→ Exercise requirements:
Reproduce word for word the part of the post about real inductors that begins at the words "Here's a common" and stops after "their SELF RESONANCE!".

→ Text shown:
-*-

On Sat, 31 Jul 2010 04:47:38 -0700, Bill, W6WRT wrote:
>We're getting pretty heavily into semantics here.
And perhaps some misunderstandings as well. There is no such thing
as a pure inductance. EVERY real inductor has stray R and C. EVERY
real inductor has a self resonance. EVERY real inductor has loss.
The key to making things work the way we want them to is to
understand and CONTROL R and C so that losses and resonances
either don't give us trouble or work for us.
Here's a common example (and a VERY important one). ALL ferrite
chokes used for RFI suppression are intentionally made LOSSY at
the frequency where we want suppression. We are NOT usuing their
inductance (which for most ferrites is present only at low
frequencies), we are using their RESISTANCE. And to get that
resistance, we are using them near their SELF RESONANCE!

-*-

→ Data:
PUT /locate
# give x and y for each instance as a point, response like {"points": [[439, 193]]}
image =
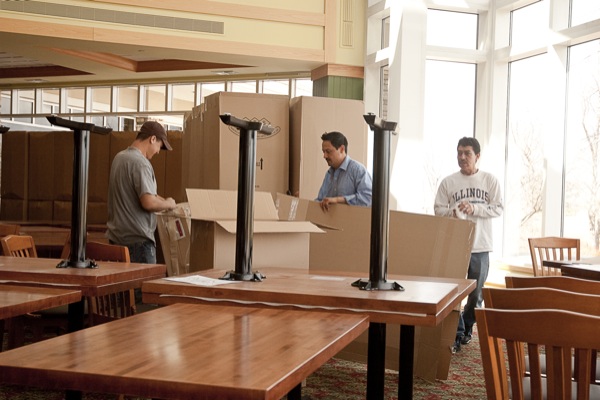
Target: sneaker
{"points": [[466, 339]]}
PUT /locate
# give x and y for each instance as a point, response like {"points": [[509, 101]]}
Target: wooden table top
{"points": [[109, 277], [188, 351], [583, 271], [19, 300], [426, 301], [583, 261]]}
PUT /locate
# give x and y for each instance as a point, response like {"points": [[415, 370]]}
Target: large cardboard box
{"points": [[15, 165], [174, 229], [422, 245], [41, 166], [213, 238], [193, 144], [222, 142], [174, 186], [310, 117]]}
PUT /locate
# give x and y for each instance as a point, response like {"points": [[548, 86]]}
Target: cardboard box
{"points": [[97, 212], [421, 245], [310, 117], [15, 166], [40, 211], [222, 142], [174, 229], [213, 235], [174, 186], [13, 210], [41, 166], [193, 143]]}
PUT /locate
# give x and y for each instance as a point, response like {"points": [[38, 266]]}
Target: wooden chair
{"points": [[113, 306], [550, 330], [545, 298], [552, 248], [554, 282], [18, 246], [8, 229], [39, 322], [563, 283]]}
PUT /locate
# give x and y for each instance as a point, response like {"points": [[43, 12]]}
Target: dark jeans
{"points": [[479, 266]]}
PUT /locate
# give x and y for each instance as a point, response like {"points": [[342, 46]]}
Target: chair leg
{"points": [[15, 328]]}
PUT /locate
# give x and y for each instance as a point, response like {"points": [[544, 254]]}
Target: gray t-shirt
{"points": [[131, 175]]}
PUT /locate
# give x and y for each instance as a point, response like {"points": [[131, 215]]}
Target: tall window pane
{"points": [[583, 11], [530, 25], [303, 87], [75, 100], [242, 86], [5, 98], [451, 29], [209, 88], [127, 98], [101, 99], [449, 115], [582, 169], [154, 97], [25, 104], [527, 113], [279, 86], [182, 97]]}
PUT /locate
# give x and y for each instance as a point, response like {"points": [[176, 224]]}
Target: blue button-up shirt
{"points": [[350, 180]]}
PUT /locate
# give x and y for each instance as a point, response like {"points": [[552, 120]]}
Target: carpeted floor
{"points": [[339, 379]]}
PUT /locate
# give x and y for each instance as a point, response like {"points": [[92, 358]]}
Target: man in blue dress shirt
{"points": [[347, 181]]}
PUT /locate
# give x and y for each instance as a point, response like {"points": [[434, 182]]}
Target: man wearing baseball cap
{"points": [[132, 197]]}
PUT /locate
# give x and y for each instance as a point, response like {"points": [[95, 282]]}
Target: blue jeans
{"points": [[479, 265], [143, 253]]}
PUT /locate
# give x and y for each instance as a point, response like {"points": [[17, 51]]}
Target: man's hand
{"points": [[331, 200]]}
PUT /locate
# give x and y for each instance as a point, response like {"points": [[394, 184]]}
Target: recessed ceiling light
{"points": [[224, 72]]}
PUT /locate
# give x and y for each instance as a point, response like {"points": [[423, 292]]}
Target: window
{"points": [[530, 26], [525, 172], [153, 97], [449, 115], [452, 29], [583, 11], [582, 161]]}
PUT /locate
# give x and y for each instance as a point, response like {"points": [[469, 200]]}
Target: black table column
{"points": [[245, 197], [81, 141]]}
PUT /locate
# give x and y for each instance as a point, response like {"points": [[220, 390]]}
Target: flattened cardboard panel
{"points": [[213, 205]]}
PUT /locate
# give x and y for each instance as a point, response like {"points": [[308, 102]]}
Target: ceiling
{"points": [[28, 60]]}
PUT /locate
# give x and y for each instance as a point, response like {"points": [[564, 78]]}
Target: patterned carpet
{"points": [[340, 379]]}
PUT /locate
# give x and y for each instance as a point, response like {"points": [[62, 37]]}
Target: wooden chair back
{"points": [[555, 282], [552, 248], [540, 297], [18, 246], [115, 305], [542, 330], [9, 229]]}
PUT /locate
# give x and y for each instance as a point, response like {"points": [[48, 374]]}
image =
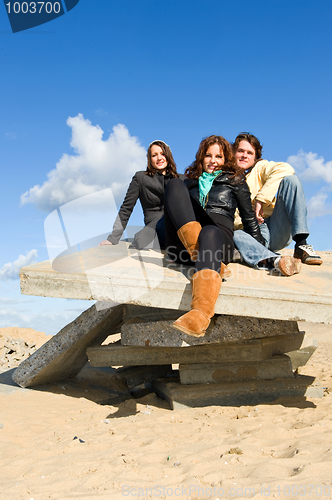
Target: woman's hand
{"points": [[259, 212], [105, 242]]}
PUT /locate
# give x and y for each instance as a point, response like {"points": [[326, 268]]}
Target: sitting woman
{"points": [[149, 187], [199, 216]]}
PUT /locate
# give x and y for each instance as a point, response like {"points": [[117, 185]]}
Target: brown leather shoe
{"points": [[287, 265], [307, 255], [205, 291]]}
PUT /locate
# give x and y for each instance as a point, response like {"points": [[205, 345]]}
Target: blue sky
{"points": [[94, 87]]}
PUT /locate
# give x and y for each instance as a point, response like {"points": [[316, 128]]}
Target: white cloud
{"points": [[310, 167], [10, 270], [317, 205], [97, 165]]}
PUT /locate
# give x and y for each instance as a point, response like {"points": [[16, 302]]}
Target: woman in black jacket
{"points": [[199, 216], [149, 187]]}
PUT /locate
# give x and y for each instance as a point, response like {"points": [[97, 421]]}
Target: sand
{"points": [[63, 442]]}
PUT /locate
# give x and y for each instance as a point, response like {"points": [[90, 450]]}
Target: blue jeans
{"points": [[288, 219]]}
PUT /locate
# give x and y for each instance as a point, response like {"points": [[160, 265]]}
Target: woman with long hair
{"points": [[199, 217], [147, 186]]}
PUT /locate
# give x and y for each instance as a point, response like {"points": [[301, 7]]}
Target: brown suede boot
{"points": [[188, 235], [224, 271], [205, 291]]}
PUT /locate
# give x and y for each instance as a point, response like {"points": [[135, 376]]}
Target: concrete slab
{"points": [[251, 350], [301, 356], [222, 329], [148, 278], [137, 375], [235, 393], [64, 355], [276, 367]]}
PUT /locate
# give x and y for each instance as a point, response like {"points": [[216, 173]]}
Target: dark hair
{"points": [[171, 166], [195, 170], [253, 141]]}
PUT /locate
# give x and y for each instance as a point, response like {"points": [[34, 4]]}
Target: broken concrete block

-*-

→ Response to this task:
Here's a common example (and a VERY important one). ALL ferrite
chokes used for RFI suppression are intentionally made LOSSY at
the frequency where we want suppression. We are NOT usuing their
inductance (which for most ferrites is present only at low
frequencies), we are using their RESISTANCE. And to get that
resistance, we are using them near their SELF RESONANCE!